(Required task):
Please rewrite the records below, swapping each "dirt road" for "gravel road" and keeping everything else unchanged.

[Material for this task start]

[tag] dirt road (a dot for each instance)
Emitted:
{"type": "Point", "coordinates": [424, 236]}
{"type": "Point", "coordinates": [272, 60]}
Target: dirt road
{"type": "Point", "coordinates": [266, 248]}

[Material for this task end]

(Answer to this exercise):
[tag] gravel road (a dot for each instance)
Emitted:
{"type": "Point", "coordinates": [424, 236]}
{"type": "Point", "coordinates": [272, 60]}
Target: gravel road
{"type": "Point", "coordinates": [266, 248]}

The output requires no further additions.